When the Applicant makes a demand for the international preliminary examination within the prescribed time, the International Preliminary Examining Authority carries out the international preliminary examination and establishes the written opinion of the International Preliminary Examining Authority and the international preliminary examination report (Articles 33 to 35 etc.). The demand for the international preliminary examination needs to be made at any time prior to the expiration of whichever periods expires later: (i) three months from the date of transmittal of the international search report, the written opinion of the International Searching Authority, or a declaration that no international search report will be established; or (ii) 22 months from the priority date (Rule 54bis.1(a))

The objective of the international preliminary examination is to formulate a preliminary and non-binding opinion on whether or not the claimed invention appears to be novel, to involve an inventive step, and to be industrially applicable (Article 33(1)). It should be noted that that if any amendments under Article 19 have been made, the amendments are taken into account in the international preliminary examination (Rule 66.1 (c)).

• Extracted material
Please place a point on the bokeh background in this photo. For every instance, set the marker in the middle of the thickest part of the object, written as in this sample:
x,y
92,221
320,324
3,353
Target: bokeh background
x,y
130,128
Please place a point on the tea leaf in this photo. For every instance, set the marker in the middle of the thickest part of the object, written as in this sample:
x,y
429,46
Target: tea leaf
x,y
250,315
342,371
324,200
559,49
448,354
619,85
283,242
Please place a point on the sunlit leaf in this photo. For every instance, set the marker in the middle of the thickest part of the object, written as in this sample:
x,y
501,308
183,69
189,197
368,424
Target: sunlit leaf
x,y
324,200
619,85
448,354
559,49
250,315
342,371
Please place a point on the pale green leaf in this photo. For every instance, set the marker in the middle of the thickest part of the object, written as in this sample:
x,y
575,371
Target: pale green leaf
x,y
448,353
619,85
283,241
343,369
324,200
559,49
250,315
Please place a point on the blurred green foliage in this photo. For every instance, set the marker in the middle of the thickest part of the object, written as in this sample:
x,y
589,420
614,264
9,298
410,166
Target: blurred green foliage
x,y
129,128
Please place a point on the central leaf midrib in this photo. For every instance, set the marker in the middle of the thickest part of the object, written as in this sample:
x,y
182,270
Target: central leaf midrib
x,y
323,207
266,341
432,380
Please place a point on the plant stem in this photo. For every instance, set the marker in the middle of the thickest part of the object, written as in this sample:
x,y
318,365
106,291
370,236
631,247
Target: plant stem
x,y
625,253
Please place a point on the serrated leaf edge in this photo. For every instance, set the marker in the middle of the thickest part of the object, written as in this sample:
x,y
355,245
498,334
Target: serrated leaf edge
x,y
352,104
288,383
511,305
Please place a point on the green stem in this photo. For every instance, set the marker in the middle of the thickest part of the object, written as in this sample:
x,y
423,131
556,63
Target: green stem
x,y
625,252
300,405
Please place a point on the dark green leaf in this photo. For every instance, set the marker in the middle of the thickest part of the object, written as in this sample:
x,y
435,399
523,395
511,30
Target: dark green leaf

• Assignment
Can you repeat the international preliminary examination text word for word between "The objective of" and "(Rule 66.1 (c)).", inclusive?

• Final answer
The objective of the international preliminary examination is to formulate a preliminary and non-binding opinion on whether or not the claimed invention appears to be novel, to involve an inventive step, and to be industrially applicable (Article 33(1)). It should be noted that that if any amendments under Article 19 have been made, the amendments are taken into account in the international preliminary examination (Rule 66.1 (c)).